NAACP leader Medgar Evers heard of the verdict and told a reporter Kennard’s conviction was “a mockery of justice” for which Evers was arrested, charged with contempt and sentenced to thirty days in jail. The Supreme Court later overturned the conviction. But Kennard was literally beaten and worked to death at Parchman and after becoming seriously ill, he was diagnosed with cancer by the University of Mississippi Hospital.

Returned to Parchman, Kennard was dragged out to work in the fields each day despite his growing weakness. Prison authorities canceled his appointment for a medical checkup and he was not allowed to see his lawyer, Jess Brown. The Jackson attorney asked to receive Kennard’s medical reports but never got them. Tougaloo students mobilized to try and free Kennard, a friend of one of their instructors.

The story was picked up nationally as Dick Gregory and Dr. Martin Luther King demanded Kennard’s release. Finally, in 1963, Governor Barnett ordered Kennard’s release, concerned over potential bad publicity for the state if Kennard died at Parchman. Kennard underwent surgery in Chicago and soon died at Billings Hospital, shortly after he was paroled.

_Stored records_
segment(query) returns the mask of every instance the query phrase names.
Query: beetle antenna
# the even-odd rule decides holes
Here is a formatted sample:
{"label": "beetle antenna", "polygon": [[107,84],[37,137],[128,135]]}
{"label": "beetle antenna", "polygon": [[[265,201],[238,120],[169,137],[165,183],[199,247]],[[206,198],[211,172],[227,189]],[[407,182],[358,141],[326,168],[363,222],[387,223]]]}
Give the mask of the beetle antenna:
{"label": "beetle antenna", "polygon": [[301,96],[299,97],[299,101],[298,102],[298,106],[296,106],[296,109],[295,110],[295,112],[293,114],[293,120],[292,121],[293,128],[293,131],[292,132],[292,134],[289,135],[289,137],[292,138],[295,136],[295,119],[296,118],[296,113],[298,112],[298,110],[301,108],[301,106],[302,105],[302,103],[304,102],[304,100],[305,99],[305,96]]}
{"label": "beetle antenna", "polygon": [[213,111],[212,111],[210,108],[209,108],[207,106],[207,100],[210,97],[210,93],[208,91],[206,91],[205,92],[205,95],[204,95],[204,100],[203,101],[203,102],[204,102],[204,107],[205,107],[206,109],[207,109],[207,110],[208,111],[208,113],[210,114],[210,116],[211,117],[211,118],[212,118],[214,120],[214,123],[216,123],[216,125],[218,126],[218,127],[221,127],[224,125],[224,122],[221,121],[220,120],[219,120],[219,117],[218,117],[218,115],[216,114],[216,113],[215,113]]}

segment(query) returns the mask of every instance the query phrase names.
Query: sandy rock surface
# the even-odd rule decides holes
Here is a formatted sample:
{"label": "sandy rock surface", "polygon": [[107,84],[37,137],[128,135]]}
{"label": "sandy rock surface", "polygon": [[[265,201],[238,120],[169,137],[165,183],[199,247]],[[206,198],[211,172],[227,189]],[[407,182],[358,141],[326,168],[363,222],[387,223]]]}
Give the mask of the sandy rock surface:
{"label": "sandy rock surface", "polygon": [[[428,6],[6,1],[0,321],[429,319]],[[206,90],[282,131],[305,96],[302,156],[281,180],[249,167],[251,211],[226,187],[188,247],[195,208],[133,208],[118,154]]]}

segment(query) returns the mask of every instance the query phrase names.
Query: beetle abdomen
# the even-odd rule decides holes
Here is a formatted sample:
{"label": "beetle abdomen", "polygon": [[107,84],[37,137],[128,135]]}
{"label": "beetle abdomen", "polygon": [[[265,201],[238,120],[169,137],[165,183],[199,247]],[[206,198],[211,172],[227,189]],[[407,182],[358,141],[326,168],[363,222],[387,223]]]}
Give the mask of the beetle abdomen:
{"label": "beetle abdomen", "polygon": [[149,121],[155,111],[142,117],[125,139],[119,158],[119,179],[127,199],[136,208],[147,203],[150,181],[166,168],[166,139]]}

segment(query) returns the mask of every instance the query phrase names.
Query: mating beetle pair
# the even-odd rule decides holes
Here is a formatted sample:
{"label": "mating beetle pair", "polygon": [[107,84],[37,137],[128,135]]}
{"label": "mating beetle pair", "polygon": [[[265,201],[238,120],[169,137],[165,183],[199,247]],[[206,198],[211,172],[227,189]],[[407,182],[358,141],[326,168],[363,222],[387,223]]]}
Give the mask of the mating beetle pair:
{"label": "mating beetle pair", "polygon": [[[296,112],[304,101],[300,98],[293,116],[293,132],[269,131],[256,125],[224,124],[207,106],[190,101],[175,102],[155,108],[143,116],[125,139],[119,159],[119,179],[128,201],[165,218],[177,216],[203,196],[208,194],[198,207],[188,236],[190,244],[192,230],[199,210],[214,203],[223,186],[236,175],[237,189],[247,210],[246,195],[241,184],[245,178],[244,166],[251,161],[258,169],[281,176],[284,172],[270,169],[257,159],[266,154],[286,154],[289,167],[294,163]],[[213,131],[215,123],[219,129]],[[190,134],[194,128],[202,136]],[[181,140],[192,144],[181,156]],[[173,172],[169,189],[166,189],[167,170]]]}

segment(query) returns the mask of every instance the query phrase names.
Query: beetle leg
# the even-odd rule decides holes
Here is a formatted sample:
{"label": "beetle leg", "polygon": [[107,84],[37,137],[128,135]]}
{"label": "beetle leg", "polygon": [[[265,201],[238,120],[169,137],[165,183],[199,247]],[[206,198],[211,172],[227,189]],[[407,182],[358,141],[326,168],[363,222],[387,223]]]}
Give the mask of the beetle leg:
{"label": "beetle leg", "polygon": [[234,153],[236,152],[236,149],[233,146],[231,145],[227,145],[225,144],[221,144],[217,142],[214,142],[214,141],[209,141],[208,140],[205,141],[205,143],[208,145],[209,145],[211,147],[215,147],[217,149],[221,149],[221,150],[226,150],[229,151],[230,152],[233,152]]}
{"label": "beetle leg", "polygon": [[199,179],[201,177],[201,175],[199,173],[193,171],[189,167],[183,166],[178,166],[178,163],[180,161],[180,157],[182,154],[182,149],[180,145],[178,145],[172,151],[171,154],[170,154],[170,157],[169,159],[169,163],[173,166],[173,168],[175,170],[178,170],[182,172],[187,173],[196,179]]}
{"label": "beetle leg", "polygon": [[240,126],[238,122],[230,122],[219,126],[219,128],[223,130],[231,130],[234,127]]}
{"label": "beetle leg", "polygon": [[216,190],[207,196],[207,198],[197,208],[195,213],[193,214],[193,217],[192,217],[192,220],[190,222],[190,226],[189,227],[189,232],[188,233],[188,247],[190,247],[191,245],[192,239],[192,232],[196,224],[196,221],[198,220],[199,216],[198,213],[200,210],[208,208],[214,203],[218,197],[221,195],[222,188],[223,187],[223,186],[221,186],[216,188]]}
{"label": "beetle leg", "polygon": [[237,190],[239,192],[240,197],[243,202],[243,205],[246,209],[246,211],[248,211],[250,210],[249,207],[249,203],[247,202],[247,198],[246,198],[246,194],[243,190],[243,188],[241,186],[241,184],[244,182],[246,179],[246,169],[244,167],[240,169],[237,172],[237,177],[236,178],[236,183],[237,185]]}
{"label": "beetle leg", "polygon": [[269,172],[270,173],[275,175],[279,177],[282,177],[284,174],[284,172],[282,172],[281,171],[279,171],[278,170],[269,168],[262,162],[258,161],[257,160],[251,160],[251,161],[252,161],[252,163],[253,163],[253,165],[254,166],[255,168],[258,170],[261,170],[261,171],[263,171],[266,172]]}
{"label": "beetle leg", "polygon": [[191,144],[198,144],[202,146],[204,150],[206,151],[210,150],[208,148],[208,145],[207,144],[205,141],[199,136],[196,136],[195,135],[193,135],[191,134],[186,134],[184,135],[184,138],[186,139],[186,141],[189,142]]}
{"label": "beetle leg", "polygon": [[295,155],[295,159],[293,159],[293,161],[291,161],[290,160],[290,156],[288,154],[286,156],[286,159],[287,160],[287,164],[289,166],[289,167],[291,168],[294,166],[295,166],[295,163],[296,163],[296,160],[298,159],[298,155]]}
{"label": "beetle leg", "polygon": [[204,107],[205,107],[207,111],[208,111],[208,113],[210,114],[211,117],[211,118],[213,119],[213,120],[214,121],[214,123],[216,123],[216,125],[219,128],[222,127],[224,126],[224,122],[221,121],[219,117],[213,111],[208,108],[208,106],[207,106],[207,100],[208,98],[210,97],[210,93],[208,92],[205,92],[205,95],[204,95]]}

_ASSIGNMENT_
Continue the text about Clyde Kennard's imprisonment and death, starting after its last sentence. The records were taken from a separate source.

_RESULT_
Was it an administrative oversight? Or was it deliberate negligence because of his connection with school integration? These questions, asked by Kennard’s attorney, were never answered. “No one can say for sure. You have to draw your own conclusions,” Jess Brown said.

Clyde Kennard died at the age of thirty-six on July 4, 1963.

Footnote: In one 1959 memorandum found in Mississippi Sovereignty Commission files, commission investigator Zack VanLandingham tells of a conversation he had with a Hattiesburg lawyer, Dudley Connor, about Kennard in the late 1950s.

"If the Sovereignty Commission wanted that Negro out of the community and out of the state they would take care of the situation," VanLandingham quoted Connor as saying. "And when asked what he meant by that, Connor stated that Kennard's carcould be hit by a train or he could have some accident on the highway and nobody would ever know the difference."

In another memo, written by VanLandingham to Gov. J.P. Coleman in 1959, the investigator relates a conversation he had with John Reiter, a campus police officer. "Reiter had several weeks ago told me that when Kennard was attempting to enter Mississippi Southern College in December 1958 that he had been approached by individuals with possible plans to prevent Kennard's going through with his attempt," he wrote.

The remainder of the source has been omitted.